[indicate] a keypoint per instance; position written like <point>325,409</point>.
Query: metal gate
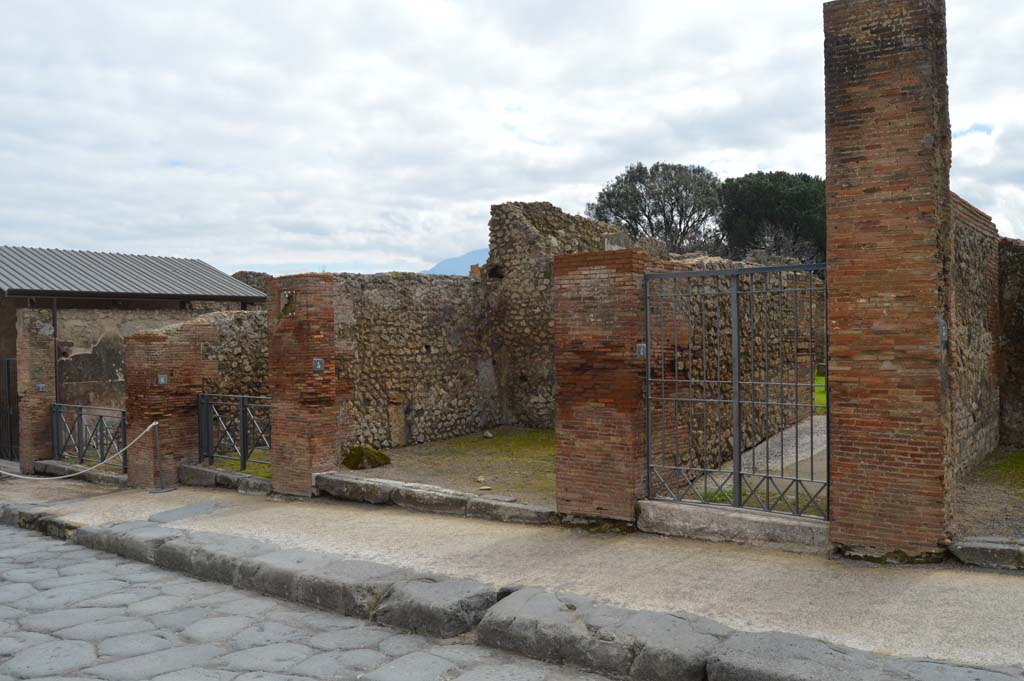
<point>235,428</point>
<point>737,388</point>
<point>8,409</point>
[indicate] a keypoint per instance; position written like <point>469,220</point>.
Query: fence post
<point>244,424</point>
<point>79,440</point>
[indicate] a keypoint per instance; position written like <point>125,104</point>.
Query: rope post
<point>160,467</point>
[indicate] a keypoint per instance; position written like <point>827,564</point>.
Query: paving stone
<point>503,673</point>
<point>17,641</point>
<point>96,631</point>
<point>274,657</point>
<point>414,667</point>
<point>50,658</point>
<point>340,663</point>
<point>136,644</point>
<point>213,629</point>
<point>442,608</point>
<point>198,674</point>
<point>402,644</point>
<point>55,620</point>
<point>155,664</point>
<point>157,604</point>
<point>350,639</point>
<point>58,598</point>
<point>265,633</point>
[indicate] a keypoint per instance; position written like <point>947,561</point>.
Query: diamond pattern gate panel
<point>8,409</point>
<point>235,428</point>
<point>736,382</point>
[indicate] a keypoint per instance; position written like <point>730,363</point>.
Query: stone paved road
<point>69,612</point>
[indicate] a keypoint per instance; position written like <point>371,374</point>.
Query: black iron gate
<point>8,410</point>
<point>235,428</point>
<point>737,385</point>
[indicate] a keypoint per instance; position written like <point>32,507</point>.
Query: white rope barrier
<point>116,455</point>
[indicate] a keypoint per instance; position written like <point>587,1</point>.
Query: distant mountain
<point>460,264</point>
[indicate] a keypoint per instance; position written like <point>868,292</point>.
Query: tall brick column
<point>176,353</point>
<point>304,399</point>
<point>889,224</point>
<point>599,405</point>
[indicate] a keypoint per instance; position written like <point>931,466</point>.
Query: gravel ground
<point>69,612</point>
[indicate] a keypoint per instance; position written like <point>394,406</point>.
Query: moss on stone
<point>363,456</point>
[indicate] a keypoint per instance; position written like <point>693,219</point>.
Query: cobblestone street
<point>70,612</point>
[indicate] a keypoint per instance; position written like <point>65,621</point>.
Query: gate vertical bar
<point>737,464</point>
<point>244,424</point>
<point>647,349</point>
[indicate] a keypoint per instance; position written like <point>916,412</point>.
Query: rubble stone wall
<point>524,240</point>
<point>974,332</point>
<point>412,349</point>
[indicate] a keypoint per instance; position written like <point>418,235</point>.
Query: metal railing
<point>233,428</point>
<point>737,413</point>
<point>88,434</point>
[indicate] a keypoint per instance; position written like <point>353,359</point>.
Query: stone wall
<point>1012,340</point>
<point>524,239</point>
<point>974,325</point>
<point>413,348</point>
<point>888,156</point>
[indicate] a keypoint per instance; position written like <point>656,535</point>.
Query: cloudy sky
<point>366,136</point>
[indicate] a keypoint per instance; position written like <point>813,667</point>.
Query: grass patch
<point>252,468</point>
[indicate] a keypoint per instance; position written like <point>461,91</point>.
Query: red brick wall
<point>35,386</point>
<point>888,151</point>
<point>599,423</point>
<point>177,352</point>
<point>305,403</point>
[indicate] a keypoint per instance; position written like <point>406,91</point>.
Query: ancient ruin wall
<point>411,358</point>
<point>524,239</point>
<point>1012,340</point>
<point>973,334</point>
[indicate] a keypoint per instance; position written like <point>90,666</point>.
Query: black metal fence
<point>235,428</point>
<point>737,388</point>
<point>88,434</point>
<point>8,409</point>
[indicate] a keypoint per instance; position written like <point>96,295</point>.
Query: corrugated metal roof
<point>55,272</point>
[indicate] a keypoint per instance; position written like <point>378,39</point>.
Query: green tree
<point>674,203</point>
<point>779,212</point>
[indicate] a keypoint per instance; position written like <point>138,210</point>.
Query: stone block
<point>430,499</point>
<point>443,608</point>
<point>492,509</point>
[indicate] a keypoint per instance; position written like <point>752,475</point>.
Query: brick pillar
<point>305,403</point>
<point>599,407</point>
<point>174,352</point>
<point>888,151</point>
<point>34,349</point>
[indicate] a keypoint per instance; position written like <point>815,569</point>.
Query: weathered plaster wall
<point>974,327</point>
<point>1012,340</point>
<point>524,239</point>
<point>412,349</point>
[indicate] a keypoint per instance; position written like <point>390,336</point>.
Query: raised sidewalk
<point>964,615</point>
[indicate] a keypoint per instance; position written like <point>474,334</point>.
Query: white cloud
<point>371,135</point>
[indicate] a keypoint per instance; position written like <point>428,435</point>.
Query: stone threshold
<point>995,552</point>
<point>723,523</point>
<point>56,467</point>
<point>200,475</point>
<point>560,628</point>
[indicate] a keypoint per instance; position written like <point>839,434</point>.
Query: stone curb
<point>559,628</point>
<point>430,499</point>
<point>998,552</point>
<point>56,468</point>
<point>208,476</point>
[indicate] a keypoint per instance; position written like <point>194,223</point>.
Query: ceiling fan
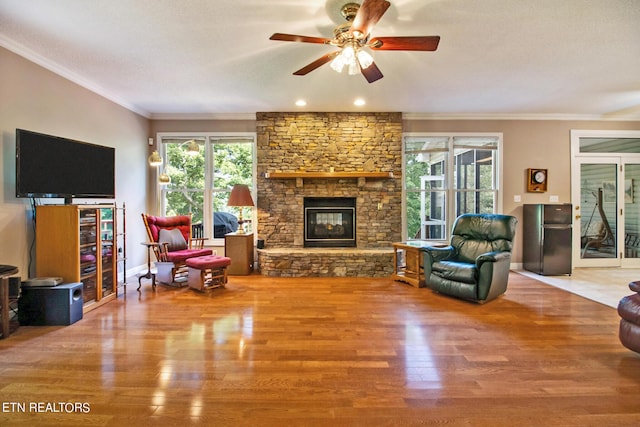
<point>352,38</point>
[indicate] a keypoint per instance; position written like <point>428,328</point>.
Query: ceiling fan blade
<point>426,43</point>
<point>372,73</point>
<point>316,64</point>
<point>368,15</point>
<point>296,38</point>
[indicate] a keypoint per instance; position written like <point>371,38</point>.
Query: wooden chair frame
<point>170,266</point>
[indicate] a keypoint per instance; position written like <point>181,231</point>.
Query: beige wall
<point>542,144</point>
<point>36,99</point>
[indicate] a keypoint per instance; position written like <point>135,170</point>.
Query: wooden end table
<point>410,271</point>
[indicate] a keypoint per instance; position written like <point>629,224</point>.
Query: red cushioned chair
<point>174,246</point>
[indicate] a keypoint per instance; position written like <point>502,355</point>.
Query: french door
<point>606,203</point>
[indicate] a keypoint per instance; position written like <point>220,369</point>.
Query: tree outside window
<point>201,182</point>
<point>446,176</point>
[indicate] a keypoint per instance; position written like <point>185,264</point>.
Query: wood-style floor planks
<point>327,352</point>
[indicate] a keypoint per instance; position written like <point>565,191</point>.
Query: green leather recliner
<point>475,266</point>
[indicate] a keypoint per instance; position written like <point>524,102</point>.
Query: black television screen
<point>51,166</point>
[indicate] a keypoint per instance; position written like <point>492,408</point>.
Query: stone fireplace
<point>328,157</point>
<point>329,222</point>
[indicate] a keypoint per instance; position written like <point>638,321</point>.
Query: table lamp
<point>240,197</point>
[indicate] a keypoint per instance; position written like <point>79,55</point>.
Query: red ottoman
<point>206,272</point>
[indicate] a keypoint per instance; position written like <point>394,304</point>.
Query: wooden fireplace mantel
<point>301,176</point>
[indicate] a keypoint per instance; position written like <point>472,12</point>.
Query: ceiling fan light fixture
<point>364,59</point>
<point>350,57</point>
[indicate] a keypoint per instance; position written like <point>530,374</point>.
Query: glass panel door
<point>605,185</point>
<point>598,206</point>
<point>631,194</point>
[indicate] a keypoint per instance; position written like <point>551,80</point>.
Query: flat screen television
<point>55,167</point>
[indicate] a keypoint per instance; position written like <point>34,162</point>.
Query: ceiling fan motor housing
<point>349,11</point>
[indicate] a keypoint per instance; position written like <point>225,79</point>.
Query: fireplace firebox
<point>330,222</point>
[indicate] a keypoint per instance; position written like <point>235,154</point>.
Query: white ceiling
<point>206,58</point>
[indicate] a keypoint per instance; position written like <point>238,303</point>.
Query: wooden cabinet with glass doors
<point>76,242</point>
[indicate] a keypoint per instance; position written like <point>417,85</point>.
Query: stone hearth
<point>327,142</point>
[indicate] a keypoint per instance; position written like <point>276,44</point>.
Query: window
<point>201,180</point>
<point>446,176</point>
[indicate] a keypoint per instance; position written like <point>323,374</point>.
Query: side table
<point>409,268</point>
<point>239,247</point>
<point>149,274</point>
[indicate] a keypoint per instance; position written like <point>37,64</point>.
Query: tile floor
<point>604,285</point>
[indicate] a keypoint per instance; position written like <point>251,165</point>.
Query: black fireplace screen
<point>329,222</point>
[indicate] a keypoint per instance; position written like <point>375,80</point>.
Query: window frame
<point>210,138</point>
<point>450,191</point>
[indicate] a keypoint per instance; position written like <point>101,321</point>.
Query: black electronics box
<point>49,306</point>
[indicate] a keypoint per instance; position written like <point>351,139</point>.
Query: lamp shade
<point>240,196</point>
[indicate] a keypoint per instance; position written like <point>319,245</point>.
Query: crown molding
<point>563,117</point>
<point>202,116</point>
<point>64,72</point>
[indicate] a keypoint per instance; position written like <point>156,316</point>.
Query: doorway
<point>606,198</point>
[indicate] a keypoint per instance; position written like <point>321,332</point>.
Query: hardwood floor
<point>325,352</point>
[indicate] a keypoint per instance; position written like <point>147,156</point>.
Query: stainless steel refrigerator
<point>547,239</point>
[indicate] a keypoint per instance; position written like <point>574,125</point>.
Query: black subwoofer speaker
<point>57,305</point>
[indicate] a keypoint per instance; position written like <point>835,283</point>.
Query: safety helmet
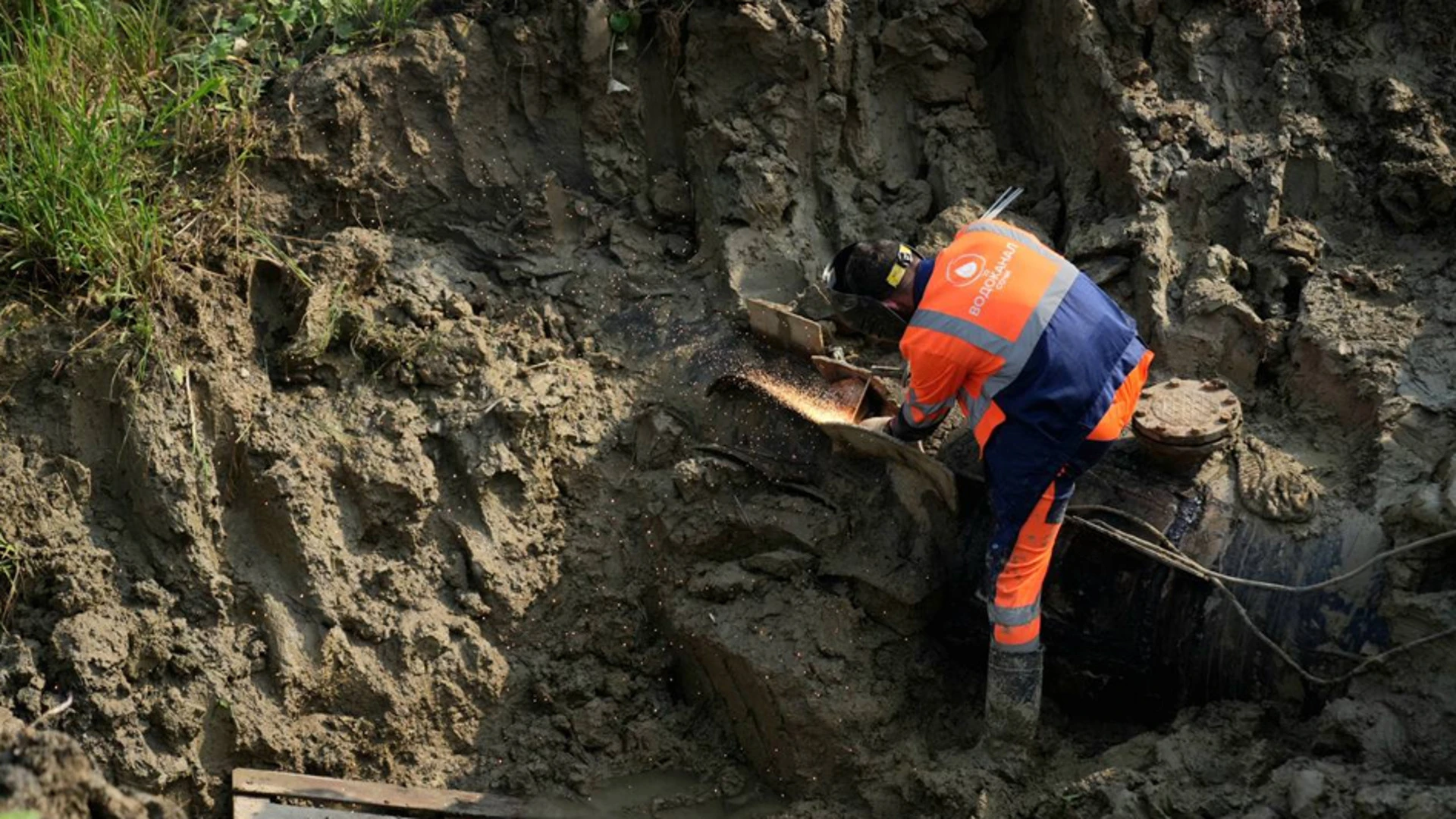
<point>868,268</point>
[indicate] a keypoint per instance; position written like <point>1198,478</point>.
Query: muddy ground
<point>441,497</point>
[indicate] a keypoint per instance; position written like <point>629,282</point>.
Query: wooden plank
<point>376,795</point>
<point>256,808</point>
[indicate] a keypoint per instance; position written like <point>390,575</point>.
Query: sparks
<point>817,406</point>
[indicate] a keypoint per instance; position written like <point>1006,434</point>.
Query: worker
<point>1047,371</point>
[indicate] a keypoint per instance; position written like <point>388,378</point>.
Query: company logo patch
<point>965,271</point>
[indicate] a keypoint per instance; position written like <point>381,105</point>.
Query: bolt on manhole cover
<point>1187,413</point>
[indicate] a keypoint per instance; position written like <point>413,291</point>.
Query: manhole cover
<point>1187,413</point>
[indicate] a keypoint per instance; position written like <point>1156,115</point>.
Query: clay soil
<point>443,497</point>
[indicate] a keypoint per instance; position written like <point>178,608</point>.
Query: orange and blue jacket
<point>1005,327</point>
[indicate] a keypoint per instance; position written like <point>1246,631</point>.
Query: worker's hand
<point>880,425</point>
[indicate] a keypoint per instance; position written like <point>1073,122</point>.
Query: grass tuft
<point>12,573</point>
<point>92,108</point>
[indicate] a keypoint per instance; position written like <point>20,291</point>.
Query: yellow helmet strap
<point>903,260</point>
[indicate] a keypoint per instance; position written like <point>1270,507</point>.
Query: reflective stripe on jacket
<point>983,335</point>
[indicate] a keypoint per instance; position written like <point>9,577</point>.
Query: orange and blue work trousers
<point>1019,551</point>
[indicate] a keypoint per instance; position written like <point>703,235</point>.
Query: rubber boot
<point>1012,710</point>
<point>1012,695</point>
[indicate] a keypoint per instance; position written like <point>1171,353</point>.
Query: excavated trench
<point>465,510</point>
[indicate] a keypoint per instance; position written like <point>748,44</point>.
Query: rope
<point>1168,553</point>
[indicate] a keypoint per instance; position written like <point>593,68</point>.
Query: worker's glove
<point>880,425</point>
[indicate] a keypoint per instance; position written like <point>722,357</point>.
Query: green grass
<point>91,111</point>
<point>107,111</point>
<point>12,572</point>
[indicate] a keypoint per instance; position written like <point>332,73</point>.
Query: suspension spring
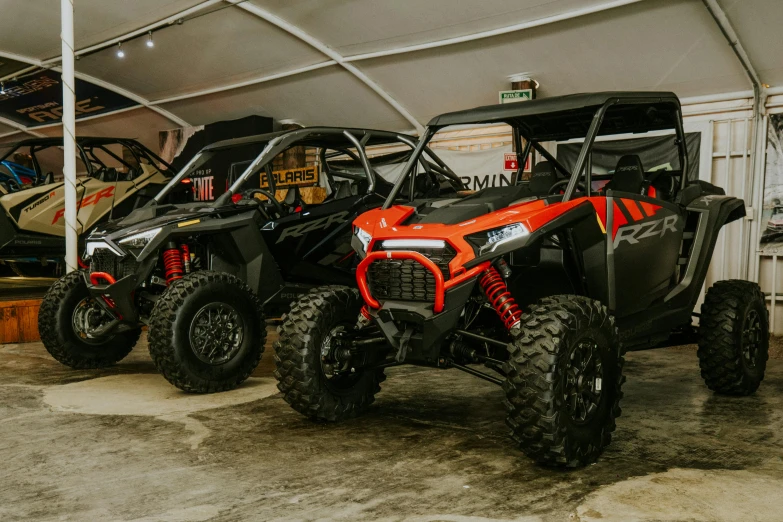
<point>172,261</point>
<point>186,257</point>
<point>500,298</point>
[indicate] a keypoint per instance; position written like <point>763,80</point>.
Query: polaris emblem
<point>304,228</point>
<point>656,228</point>
<point>42,200</point>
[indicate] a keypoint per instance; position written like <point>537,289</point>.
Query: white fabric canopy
<point>352,62</point>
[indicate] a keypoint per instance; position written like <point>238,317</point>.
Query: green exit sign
<point>515,96</point>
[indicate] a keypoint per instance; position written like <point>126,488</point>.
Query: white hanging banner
<point>483,168</point>
<point>478,169</point>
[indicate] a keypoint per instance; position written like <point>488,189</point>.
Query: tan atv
<point>114,176</point>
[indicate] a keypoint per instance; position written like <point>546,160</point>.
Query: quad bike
<point>116,175</point>
<point>545,283</point>
<point>203,276</point>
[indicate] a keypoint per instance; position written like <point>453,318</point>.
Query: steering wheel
<point>271,201</point>
<point>559,187</point>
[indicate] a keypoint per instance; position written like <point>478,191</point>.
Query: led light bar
<point>413,243</point>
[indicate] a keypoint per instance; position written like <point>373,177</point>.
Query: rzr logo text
<point>656,228</point>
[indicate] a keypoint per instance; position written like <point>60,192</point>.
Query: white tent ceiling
<point>344,62</point>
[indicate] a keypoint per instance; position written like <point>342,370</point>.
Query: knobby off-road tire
<point>63,342</point>
<point>207,332</point>
<point>300,375</point>
<point>733,337</point>
<point>543,383</point>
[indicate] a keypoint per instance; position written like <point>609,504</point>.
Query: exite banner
<point>38,100</point>
<point>178,146</point>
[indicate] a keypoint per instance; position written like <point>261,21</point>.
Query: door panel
<point>646,239</point>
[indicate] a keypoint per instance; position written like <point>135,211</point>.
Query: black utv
<point>203,276</point>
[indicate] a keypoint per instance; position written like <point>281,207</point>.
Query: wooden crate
<point>19,321</point>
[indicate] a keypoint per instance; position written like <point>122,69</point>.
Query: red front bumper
<point>440,285</point>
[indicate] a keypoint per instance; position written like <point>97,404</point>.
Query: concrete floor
<point>24,287</point>
<point>122,444</point>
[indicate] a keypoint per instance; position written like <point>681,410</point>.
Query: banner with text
<point>37,100</point>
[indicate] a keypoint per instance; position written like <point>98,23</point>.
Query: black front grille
<point>406,279</point>
<point>104,260</point>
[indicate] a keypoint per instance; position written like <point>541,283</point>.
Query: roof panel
<point>370,25</point>
<point>32,27</point>
<point>757,24</point>
<point>621,49</point>
<point>222,47</point>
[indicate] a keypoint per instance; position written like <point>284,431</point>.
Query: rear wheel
<point>207,332</point>
<point>733,337</point>
<point>564,381</point>
<point>312,379</point>
<point>67,320</point>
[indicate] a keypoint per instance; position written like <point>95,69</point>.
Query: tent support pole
<point>69,135</point>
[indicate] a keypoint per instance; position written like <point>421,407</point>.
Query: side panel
<point>646,238</point>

---*---

Exercise description
Could you reproduce exactly the lines of the entries above, from the one with "written like <point>1006,434</point>." through the one with "written like <point>1073,122</point>.", and nothing else?

Response for this exercise
[indicate] a keypoint per instance; position written like <point>1006,434</point>.
Query: worker
<point>1047,371</point>
[indicate] a keypoint per instance; position written like <point>388,378</point>.
Query: company logo patch
<point>965,271</point>
[indicate] a keypoint per instance; position written like <point>381,105</point>.
Query: bolt on manhole cover
<point>1187,413</point>
[indicate] a keypoint per instance; position written like <point>413,291</point>.
Query: manhole cover
<point>1187,413</point>
[indicate] a keypoint per instance; position written like <point>1156,115</point>.
Query: clay soil
<point>443,497</point>
[indicate] a keypoint per instance; position written like <point>178,608</point>.
Query: orange and blue jacket
<point>1005,327</point>
[indicate] a keypoint per instance; position written like <point>1246,631</point>.
Query: worker's hand
<point>880,425</point>
[indicate] a keypoint per instance; position written like <point>1073,122</point>.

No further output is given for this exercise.